[TASK DESCRIPTION] Set out every line of the material below as a numbered list, skipping any blank lines. Leave the pictures out of the answer.
==========
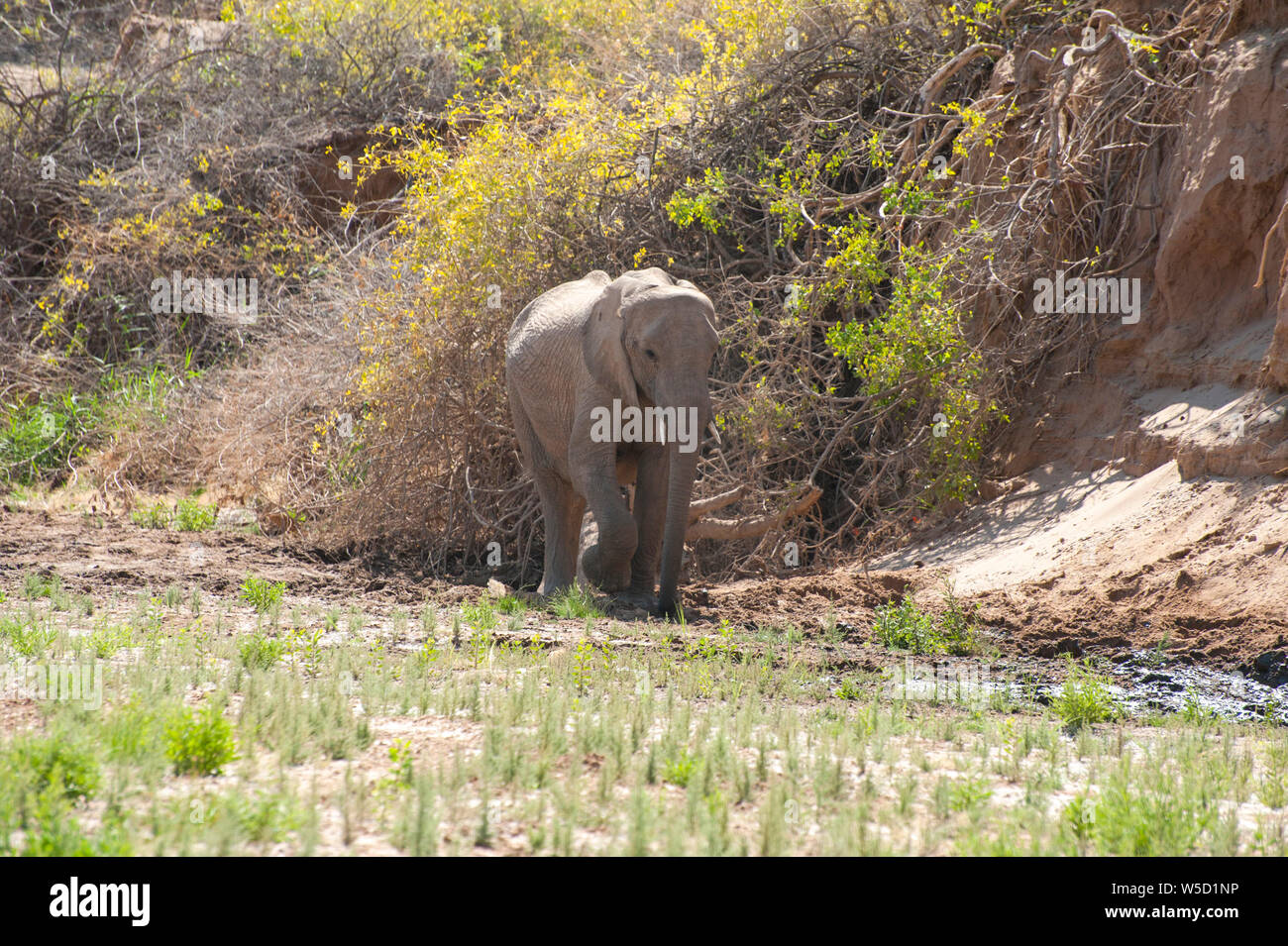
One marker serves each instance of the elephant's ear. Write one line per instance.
(603, 349)
(711, 314)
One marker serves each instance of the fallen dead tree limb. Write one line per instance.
(751, 527)
(702, 507)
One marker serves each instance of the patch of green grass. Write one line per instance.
(155, 516)
(1085, 697)
(201, 742)
(30, 637)
(575, 601)
(509, 604)
(261, 593)
(259, 650)
(480, 615)
(107, 640)
(56, 761)
(903, 626)
(191, 515)
(40, 438)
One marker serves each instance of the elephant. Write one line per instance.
(580, 358)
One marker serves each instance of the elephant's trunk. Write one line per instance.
(683, 470)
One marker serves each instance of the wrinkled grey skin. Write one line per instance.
(647, 340)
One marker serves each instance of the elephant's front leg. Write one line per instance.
(649, 517)
(608, 562)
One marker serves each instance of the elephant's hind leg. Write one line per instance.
(562, 510)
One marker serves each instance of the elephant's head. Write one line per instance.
(649, 341)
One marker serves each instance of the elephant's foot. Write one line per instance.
(669, 607)
(604, 577)
(638, 598)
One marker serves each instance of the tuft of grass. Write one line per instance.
(261, 593)
(480, 615)
(575, 601)
(259, 652)
(903, 626)
(1085, 697)
(155, 516)
(58, 761)
(200, 742)
(107, 640)
(191, 515)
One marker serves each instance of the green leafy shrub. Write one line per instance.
(906, 627)
(575, 601)
(200, 742)
(1085, 697)
(155, 516)
(261, 652)
(261, 593)
(191, 515)
(58, 761)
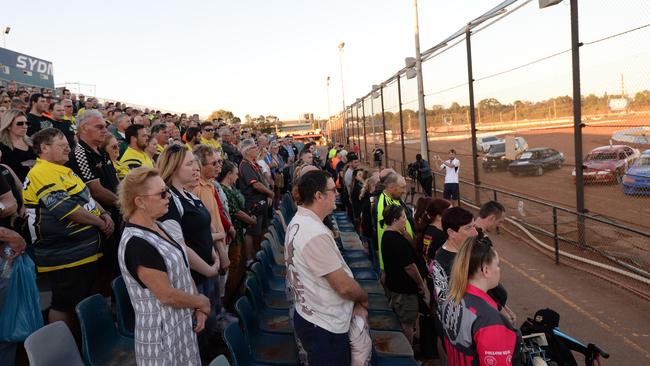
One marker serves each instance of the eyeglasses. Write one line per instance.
(163, 195)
==========
[OUTPUT OF THE TASK]
1. One marker serves each instance of the elephant's ear. Write one line per instance.
2. (603, 349)
3. (711, 314)
4. One marker serves each instance of the fallen dead tree limb. Write one line per instance.
5. (751, 527)
6. (702, 507)
7. One marker serves each instance of the patch of green grass. Write one line per instance.
8. (155, 516)
9. (1085, 697)
10. (201, 742)
11. (30, 637)
12. (575, 601)
13. (509, 604)
14. (261, 593)
15. (259, 650)
16. (480, 615)
17. (107, 640)
18. (56, 761)
19. (903, 626)
20. (191, 515)
21. (40, 438)
22. One marker serves each instance of the elephant. Write one line per instance.
23. (580, 358)
24. One marker serves each instance of the elephant's trunk. Write one line per instance.
25. (683, 470)
26. One marker serves each instance of the wrinkled grey skin. Write one line per instance.
27. (647, 340)
28. One marker serves each instance of the elephant's front leg. Write one line per instance.
29. (649, 517)
30. (608, 562)
31. One marker serves each instance of the elephant's hind leg. Write one line per instance.
32. (562, 510)
33. One marker serves each instance of the elephant's head. Write one line per instance.
34. (649, 341)
35. One marker serves each instance of the elephant's foot. Write one line per instance.
36. (669, 607)
37. (604, 577)
38. (638, 598)
39. One marker serves each instance of the tuft of grass. Write one line per instance.
40. (261, 593)
41. (480, 615)
42. (575, 601)
43. (259, 652)
44. (903, 626)
45. (1085, 697)
46. (155, 516)
47. (58, 761)
48. (200, 742)
49. (107, 640)
50. (191, 515)
51. One marker serves each instance of the green leafy shrub. Write one line per instance.
52. (906, 627)
53. (575, 601)
54. (200, 742)
55. (1085, 697)
56. (155, 516)
57. (261, 652)
58. (261, 593)
59. (191, 515)
60. (58, 761)
61. One marker serves each instance of the eyeglasses. Write one line per instance.
62. (163, 195)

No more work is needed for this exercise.